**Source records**

»»

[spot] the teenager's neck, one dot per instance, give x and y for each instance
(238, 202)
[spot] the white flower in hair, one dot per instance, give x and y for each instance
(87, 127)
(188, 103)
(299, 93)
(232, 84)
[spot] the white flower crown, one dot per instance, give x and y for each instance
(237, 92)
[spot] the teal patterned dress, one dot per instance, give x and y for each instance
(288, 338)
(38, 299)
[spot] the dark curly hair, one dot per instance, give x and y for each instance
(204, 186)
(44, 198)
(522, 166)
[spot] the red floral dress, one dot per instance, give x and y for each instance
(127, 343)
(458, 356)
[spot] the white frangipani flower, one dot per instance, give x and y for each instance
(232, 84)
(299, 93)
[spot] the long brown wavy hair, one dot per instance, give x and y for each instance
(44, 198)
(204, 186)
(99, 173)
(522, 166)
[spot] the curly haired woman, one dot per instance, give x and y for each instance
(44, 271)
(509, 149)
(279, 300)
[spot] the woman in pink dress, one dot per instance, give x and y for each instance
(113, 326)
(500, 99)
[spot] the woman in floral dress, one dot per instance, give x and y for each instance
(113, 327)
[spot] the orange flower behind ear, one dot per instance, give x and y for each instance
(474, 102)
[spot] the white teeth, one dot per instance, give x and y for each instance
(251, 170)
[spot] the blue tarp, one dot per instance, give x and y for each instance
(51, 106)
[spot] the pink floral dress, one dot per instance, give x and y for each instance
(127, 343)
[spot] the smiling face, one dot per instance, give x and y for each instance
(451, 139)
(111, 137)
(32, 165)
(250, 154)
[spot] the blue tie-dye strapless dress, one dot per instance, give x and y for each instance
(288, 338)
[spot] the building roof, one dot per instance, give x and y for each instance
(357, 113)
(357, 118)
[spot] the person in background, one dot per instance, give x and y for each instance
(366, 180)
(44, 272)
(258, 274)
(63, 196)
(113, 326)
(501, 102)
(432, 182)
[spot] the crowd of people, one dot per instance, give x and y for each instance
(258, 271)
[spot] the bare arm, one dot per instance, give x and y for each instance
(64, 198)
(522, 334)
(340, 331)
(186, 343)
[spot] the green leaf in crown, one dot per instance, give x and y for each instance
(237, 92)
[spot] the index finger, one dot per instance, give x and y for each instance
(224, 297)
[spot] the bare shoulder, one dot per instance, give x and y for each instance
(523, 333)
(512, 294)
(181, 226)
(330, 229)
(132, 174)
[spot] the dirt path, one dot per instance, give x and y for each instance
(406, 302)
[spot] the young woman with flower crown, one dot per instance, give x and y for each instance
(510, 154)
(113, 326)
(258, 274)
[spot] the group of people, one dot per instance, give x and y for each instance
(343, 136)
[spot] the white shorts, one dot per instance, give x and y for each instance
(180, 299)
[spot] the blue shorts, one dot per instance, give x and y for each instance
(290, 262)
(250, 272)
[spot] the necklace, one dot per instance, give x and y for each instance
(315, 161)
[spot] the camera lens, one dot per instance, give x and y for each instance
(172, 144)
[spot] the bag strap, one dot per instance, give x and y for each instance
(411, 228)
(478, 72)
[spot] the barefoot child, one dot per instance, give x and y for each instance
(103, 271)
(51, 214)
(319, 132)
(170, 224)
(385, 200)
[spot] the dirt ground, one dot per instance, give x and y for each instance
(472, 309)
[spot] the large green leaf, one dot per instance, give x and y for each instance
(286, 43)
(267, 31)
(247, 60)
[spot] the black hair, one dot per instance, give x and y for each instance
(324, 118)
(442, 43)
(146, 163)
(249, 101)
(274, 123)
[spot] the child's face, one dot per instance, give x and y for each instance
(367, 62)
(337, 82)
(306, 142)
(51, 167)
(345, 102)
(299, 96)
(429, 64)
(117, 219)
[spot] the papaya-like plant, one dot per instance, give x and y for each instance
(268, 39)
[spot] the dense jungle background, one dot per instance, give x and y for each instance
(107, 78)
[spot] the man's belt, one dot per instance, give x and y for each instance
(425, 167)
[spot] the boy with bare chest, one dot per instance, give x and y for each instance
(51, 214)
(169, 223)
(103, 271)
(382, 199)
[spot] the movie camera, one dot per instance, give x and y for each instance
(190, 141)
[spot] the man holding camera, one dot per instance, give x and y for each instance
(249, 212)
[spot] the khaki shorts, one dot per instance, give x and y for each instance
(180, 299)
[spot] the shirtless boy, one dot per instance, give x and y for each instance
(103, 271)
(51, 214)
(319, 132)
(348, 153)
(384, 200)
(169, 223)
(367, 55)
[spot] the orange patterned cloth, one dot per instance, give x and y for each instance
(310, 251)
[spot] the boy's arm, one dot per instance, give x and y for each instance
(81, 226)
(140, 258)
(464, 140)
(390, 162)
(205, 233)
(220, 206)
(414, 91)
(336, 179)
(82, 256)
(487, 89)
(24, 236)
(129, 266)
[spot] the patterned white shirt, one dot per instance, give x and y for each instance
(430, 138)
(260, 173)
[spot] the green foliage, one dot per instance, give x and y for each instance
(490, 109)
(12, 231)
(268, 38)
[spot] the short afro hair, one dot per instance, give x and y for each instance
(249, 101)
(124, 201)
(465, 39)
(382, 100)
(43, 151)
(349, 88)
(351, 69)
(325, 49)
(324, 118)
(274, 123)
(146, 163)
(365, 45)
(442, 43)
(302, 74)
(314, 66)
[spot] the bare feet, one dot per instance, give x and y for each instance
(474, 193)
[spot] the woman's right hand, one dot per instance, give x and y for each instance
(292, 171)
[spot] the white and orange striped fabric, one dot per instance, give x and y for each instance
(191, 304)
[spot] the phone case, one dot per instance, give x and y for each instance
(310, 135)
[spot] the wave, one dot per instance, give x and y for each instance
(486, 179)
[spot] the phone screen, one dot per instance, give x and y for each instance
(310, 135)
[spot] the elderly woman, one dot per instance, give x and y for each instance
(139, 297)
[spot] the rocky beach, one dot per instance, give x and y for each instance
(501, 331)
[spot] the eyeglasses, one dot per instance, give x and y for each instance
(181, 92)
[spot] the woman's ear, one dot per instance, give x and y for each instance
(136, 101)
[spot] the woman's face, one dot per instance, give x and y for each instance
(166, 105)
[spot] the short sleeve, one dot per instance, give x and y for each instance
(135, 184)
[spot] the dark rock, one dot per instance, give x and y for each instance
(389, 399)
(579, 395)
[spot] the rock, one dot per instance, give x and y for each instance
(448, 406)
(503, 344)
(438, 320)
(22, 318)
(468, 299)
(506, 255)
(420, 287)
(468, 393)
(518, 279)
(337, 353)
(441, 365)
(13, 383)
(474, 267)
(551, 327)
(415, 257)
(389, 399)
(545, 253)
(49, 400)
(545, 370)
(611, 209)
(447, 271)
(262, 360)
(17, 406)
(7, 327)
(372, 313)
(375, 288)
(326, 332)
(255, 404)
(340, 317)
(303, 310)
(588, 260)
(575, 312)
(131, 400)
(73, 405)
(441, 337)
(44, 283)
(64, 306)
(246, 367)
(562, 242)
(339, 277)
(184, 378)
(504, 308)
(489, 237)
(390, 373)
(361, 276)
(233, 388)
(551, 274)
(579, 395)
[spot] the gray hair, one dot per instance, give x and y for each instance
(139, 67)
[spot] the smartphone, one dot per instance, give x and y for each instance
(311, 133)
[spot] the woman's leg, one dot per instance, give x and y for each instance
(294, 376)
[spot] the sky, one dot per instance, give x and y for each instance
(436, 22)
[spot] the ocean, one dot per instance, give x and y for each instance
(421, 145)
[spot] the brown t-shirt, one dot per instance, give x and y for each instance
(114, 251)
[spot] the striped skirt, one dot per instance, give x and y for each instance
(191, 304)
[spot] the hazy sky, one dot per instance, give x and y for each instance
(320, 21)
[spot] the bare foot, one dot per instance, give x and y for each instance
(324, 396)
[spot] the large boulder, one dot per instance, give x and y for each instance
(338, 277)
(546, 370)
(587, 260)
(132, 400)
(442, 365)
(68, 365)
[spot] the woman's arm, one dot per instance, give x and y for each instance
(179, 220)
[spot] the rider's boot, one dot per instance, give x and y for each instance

««
»»

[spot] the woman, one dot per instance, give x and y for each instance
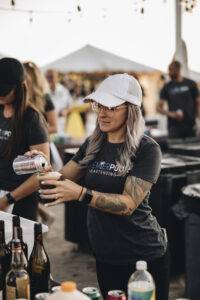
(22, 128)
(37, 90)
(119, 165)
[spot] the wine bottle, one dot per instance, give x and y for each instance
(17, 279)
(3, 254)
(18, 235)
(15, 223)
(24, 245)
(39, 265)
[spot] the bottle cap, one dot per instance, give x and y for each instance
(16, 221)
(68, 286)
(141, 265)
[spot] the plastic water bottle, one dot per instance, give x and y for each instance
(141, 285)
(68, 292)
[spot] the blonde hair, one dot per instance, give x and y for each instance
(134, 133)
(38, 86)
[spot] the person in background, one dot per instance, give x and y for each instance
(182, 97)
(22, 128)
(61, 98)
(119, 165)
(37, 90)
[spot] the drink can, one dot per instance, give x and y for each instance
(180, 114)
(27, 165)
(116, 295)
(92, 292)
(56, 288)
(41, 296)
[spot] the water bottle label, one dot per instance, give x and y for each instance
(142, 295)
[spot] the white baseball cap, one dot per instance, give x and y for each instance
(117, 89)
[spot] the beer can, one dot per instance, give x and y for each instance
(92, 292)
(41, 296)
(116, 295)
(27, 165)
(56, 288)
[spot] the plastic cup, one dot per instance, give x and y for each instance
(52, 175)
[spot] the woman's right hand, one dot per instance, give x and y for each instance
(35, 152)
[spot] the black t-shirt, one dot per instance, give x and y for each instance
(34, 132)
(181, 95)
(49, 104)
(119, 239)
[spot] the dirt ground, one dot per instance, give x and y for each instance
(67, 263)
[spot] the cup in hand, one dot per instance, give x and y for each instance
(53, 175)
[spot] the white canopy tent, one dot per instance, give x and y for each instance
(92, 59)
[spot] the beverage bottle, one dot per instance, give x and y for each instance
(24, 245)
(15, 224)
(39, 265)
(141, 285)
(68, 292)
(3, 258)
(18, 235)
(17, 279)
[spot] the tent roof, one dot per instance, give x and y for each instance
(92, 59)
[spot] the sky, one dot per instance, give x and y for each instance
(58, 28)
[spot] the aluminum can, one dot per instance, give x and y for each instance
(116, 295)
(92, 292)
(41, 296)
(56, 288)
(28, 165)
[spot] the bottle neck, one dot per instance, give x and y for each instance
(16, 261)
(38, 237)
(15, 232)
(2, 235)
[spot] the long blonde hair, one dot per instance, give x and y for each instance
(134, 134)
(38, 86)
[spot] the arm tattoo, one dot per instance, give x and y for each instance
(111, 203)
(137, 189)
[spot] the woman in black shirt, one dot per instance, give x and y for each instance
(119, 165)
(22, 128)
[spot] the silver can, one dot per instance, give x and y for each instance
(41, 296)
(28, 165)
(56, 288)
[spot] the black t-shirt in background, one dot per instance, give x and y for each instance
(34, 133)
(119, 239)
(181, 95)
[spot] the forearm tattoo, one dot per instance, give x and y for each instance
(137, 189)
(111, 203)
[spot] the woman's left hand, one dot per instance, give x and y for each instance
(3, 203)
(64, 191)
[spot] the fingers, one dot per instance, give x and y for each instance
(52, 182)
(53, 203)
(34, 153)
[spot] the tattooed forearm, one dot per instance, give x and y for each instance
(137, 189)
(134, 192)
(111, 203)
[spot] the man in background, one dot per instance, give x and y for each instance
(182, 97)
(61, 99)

««
»»

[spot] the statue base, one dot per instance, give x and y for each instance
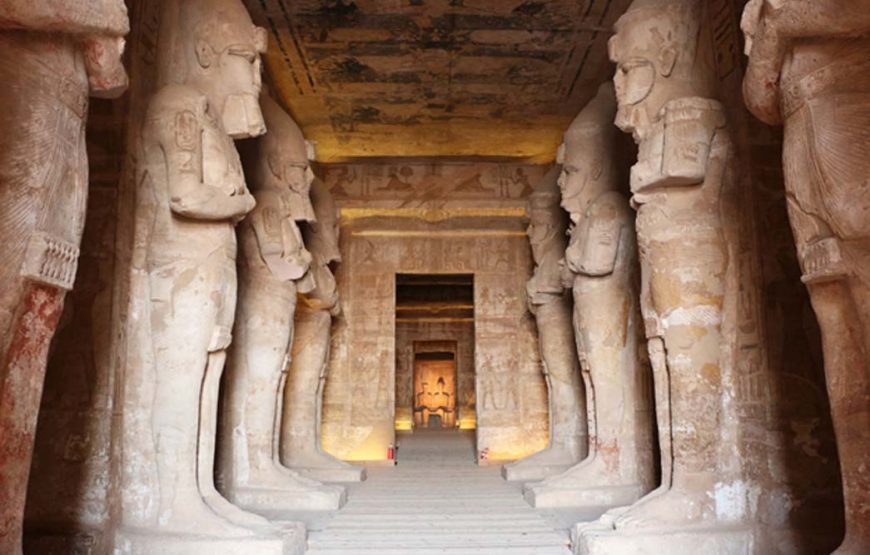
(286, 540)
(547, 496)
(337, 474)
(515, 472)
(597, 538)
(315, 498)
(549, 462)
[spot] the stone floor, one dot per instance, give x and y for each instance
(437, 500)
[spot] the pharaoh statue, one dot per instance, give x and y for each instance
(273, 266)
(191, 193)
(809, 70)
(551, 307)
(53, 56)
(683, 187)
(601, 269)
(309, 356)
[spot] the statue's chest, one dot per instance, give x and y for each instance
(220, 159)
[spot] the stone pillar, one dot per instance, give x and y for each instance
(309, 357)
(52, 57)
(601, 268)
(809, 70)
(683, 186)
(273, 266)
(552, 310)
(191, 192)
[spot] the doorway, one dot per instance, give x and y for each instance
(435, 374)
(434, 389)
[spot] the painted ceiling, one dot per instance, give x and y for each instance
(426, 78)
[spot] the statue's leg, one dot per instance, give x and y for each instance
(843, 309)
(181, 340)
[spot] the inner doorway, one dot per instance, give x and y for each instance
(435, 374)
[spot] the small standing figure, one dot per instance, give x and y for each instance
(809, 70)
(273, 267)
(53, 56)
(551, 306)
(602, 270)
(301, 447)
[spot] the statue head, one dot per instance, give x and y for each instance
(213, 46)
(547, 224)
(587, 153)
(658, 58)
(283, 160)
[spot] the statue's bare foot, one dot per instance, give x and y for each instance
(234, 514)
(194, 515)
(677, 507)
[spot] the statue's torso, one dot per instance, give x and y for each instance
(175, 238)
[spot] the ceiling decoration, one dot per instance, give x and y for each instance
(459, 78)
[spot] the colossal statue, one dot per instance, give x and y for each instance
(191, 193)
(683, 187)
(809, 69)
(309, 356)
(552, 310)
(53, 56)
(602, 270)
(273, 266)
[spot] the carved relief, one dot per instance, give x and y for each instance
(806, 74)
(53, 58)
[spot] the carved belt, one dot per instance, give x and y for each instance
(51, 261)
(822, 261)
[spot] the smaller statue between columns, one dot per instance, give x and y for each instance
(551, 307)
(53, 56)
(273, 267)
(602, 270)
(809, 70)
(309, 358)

««

**Direction**
Return each line from the items above that contains the word "flower". Uppercase and lowercase letters must match.

**Solution to this task**
[spot] the white flower in hair, one dot per instance, give x and y for each instance
[spot] the white flower crown, one dot per instance, give x and y for each instance
[spot] the white frangipani flower, one dot per instance, give x and y for each instance
[spot] the orange flower behind ear, one dot per instance, give x and y for each instance
[spot] the young woman with flower crown, one dot per instance, give x and y for each instance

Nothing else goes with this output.